> [What the task asks]:
Your answer is a number only: how many lines in the data below contain "plastic"?

(Referring expression pointing data)
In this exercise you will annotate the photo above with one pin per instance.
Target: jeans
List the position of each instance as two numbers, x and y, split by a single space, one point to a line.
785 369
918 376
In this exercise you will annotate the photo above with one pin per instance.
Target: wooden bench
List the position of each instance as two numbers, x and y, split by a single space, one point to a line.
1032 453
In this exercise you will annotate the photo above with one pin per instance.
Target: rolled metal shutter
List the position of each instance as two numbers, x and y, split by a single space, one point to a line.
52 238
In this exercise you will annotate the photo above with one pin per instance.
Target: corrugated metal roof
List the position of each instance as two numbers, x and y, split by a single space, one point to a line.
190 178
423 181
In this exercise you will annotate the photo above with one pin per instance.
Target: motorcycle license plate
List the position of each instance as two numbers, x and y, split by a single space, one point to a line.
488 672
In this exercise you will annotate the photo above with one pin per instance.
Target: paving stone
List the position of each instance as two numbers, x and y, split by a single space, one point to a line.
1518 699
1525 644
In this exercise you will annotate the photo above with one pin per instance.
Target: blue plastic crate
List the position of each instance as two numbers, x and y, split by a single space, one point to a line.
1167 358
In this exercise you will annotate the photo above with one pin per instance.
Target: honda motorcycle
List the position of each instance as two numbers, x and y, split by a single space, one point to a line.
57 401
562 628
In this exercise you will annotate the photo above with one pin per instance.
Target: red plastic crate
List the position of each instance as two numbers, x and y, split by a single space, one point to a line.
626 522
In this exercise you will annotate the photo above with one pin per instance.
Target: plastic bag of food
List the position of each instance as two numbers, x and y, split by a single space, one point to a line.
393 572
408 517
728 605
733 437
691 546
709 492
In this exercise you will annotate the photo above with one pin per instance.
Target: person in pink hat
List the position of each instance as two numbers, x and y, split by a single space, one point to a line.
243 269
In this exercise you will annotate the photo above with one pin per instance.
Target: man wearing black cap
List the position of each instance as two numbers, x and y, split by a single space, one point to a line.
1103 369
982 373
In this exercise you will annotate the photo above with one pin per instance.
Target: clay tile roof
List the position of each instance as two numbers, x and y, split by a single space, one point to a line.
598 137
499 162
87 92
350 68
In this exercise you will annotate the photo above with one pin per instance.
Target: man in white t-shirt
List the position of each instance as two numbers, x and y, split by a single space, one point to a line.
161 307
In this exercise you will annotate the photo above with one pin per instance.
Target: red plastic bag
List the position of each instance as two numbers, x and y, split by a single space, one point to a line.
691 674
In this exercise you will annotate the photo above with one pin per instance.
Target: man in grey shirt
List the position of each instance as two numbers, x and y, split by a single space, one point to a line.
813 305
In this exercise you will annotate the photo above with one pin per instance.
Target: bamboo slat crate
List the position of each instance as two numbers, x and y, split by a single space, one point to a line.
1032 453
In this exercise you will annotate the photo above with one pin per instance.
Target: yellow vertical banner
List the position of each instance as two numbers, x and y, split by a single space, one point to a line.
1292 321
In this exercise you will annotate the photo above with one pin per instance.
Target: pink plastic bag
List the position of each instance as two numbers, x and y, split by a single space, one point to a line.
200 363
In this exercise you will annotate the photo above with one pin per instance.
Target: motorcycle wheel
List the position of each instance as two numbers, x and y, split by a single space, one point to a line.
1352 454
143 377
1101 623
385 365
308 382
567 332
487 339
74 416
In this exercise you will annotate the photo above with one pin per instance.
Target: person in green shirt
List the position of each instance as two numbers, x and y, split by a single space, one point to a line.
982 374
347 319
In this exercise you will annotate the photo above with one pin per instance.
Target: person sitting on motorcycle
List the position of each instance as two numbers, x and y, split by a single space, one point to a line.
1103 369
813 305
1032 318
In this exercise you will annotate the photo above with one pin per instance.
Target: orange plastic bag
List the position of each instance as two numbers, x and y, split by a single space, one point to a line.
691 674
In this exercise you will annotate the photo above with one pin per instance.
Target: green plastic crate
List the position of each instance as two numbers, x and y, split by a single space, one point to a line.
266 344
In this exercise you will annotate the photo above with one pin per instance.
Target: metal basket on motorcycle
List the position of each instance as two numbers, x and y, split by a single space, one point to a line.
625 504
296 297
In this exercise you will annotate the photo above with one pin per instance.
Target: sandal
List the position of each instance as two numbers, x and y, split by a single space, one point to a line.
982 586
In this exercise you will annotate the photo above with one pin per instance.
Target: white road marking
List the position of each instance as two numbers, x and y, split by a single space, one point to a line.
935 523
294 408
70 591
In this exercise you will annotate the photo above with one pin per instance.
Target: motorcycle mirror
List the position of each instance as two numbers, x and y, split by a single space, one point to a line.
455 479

> [Solved exercise]:
7